Wherever the string "woman" shows up in the data below, copy the whole line.
┄┄┄┄┄┄
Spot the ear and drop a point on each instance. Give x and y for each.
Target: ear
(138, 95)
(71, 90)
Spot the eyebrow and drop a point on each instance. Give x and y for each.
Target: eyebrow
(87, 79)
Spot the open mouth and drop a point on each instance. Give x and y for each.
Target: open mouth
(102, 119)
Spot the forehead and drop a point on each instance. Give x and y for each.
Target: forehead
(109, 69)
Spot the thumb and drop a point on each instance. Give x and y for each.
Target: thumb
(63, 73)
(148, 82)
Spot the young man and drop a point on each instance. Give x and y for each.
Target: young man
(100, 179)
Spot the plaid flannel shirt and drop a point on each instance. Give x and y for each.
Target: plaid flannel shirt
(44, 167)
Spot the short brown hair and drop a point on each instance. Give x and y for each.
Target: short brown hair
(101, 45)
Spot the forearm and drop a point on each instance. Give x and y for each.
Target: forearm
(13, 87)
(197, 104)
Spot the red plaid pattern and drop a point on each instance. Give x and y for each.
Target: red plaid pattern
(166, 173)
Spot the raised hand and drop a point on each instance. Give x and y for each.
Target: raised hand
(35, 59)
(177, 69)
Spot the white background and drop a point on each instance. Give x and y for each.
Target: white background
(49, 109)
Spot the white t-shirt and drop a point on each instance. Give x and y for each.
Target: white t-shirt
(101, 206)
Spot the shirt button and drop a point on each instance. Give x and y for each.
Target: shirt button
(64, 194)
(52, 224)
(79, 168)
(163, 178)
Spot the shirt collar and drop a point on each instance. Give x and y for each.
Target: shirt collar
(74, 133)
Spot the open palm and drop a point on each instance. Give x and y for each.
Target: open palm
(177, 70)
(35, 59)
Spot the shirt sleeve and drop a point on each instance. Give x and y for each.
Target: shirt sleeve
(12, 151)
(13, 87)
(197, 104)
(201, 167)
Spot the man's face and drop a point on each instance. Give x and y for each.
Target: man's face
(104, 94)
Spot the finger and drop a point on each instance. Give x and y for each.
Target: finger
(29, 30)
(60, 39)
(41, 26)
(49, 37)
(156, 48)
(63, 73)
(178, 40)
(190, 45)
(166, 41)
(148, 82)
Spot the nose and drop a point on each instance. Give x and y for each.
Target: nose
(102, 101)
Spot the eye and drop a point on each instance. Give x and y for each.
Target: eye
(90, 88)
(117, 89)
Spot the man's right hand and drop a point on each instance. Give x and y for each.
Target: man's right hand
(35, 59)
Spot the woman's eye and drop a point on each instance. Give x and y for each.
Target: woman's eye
┄┄┄┄┄┄
> Problem solution
Spot the woman's eye and drop a point on each instance. Give x and y for each.
Target: woman's eye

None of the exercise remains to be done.